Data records
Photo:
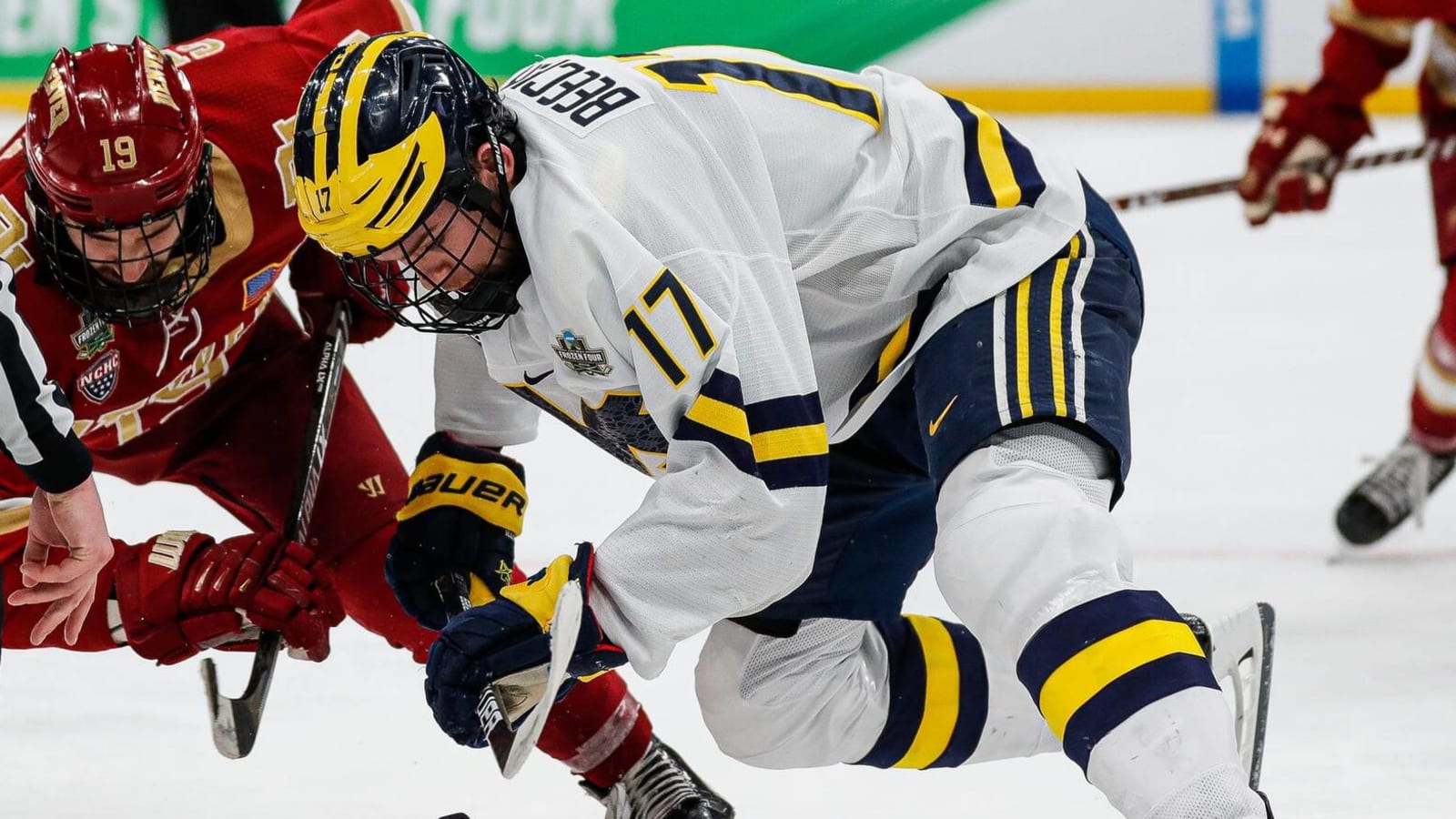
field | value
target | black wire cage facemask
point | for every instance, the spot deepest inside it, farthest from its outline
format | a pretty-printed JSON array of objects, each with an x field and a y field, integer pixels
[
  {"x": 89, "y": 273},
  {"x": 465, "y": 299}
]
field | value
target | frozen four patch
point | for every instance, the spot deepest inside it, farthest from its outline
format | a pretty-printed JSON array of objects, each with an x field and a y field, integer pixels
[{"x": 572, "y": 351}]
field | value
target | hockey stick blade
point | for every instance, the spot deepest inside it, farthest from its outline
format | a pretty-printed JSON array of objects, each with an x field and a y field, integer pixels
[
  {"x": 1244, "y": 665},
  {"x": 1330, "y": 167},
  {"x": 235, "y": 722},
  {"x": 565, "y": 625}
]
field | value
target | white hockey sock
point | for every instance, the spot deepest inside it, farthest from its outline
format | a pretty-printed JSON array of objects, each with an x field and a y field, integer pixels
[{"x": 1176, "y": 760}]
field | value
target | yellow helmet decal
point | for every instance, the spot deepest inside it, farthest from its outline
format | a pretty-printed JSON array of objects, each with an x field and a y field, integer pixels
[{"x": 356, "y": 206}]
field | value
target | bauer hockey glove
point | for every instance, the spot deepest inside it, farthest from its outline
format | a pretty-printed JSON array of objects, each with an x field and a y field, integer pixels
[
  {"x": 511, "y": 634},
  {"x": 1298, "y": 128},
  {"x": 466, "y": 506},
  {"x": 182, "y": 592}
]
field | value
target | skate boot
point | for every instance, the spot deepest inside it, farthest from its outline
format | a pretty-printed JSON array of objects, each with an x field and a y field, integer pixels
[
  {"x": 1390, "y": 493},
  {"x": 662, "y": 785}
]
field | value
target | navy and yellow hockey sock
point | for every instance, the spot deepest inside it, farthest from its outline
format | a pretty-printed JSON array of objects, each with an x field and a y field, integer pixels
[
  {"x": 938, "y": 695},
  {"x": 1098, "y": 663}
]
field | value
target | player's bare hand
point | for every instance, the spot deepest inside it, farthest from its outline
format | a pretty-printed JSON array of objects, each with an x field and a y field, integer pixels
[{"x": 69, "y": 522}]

--

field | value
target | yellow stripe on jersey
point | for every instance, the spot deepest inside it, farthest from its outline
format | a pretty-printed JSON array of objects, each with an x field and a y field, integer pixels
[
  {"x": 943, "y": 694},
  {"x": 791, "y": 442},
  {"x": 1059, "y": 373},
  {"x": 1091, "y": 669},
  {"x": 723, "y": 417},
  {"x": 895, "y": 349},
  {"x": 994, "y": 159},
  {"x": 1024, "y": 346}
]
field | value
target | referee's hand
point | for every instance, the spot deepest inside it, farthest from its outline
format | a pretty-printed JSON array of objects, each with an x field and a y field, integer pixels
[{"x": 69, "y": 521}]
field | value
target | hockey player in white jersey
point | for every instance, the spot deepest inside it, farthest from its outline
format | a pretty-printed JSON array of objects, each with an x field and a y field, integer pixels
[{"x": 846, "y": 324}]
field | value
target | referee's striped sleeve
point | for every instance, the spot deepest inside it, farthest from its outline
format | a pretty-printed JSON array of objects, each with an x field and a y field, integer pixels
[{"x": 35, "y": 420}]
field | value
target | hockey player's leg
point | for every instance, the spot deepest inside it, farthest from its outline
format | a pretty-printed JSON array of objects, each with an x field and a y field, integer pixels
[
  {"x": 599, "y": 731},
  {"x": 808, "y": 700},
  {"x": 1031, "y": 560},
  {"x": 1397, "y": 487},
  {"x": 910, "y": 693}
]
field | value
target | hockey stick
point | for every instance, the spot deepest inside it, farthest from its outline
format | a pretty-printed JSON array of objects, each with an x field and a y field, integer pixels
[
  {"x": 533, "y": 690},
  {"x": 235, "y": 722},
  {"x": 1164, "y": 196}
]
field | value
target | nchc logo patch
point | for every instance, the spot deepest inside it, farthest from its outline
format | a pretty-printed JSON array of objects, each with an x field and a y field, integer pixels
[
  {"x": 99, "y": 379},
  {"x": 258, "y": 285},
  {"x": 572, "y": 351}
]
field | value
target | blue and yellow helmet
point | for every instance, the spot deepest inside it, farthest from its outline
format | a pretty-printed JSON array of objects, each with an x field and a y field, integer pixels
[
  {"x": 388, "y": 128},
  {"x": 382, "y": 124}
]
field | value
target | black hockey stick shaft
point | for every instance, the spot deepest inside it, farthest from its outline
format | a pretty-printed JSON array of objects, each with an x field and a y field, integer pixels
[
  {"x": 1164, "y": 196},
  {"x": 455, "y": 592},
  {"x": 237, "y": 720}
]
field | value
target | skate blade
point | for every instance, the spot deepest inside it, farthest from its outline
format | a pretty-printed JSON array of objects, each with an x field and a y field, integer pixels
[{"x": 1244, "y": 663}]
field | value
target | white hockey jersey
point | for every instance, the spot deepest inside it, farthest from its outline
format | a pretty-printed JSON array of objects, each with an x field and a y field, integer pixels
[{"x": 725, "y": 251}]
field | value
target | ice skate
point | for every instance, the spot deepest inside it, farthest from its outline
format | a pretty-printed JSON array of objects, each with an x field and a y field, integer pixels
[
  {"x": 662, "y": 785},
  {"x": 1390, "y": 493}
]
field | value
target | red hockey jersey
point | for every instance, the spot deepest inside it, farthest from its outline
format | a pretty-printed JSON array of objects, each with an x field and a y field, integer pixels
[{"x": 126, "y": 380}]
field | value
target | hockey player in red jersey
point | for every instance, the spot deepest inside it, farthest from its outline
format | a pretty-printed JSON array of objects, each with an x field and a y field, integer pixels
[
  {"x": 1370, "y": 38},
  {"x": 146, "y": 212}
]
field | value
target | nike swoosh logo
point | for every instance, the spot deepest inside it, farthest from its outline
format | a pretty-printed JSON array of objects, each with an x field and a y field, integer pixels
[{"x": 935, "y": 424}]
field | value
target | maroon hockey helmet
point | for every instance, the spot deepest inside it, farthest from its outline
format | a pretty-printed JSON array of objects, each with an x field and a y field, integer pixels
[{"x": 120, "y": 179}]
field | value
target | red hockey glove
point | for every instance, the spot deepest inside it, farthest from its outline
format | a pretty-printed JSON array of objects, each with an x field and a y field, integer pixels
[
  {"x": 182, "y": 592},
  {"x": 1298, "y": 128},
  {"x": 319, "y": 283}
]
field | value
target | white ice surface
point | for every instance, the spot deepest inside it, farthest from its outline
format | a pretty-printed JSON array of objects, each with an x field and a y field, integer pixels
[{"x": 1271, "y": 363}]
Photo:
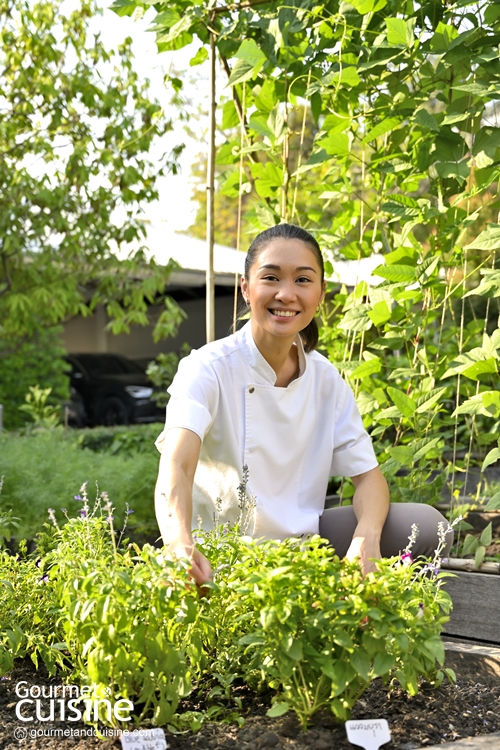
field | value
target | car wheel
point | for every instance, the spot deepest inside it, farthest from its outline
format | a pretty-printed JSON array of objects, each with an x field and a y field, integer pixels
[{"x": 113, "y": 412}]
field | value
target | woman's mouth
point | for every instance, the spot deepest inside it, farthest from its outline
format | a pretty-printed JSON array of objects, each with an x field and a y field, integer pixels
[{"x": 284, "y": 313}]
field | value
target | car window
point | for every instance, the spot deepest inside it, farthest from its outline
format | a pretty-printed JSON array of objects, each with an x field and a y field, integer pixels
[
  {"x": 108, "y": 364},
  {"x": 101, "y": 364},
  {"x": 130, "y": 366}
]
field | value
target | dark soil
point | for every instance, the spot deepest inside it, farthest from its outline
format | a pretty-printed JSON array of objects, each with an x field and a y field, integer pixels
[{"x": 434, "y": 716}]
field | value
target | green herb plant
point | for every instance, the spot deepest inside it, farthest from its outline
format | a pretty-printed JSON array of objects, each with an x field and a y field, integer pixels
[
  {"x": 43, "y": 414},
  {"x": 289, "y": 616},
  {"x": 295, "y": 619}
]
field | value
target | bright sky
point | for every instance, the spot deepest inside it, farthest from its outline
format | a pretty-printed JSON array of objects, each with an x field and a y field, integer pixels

--

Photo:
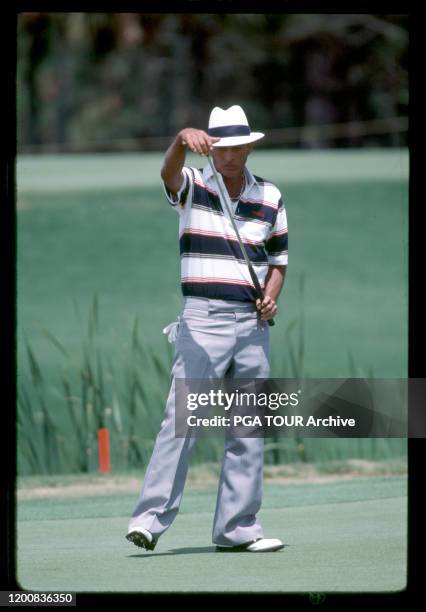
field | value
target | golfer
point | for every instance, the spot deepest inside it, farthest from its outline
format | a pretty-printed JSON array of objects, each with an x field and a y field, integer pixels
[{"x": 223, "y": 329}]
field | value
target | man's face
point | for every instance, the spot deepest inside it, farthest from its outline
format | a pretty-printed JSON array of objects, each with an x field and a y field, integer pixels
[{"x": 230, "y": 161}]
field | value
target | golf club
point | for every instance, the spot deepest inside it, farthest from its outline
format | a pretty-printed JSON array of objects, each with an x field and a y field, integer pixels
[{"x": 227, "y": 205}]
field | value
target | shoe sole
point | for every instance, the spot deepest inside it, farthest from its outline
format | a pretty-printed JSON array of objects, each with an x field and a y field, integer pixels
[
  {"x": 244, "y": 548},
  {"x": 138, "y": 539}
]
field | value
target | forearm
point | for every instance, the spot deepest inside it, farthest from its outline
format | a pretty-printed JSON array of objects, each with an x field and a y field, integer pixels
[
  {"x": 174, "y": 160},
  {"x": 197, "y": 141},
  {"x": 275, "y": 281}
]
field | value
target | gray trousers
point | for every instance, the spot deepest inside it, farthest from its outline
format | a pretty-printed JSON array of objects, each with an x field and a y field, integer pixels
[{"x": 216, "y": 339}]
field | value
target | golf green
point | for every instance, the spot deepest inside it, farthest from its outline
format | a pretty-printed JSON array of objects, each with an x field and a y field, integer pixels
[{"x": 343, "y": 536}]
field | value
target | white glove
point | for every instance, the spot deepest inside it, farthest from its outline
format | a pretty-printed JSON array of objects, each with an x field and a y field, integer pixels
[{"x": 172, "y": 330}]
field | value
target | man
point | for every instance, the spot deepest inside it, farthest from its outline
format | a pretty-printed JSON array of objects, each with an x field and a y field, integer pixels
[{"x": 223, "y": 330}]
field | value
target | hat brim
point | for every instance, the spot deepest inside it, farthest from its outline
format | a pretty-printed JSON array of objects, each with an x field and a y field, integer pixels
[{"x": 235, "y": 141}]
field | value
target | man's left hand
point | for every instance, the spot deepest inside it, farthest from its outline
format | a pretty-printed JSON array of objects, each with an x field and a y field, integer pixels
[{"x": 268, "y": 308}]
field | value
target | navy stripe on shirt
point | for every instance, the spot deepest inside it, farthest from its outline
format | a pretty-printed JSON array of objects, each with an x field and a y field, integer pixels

__WHAT YOU NEED TO DO__
Gather every line in the records that contains the word "referee" and copy each one out.

__RESPONSE FOR THIS EXERCISE__
target | referee's hand
target | referee's striped sleeve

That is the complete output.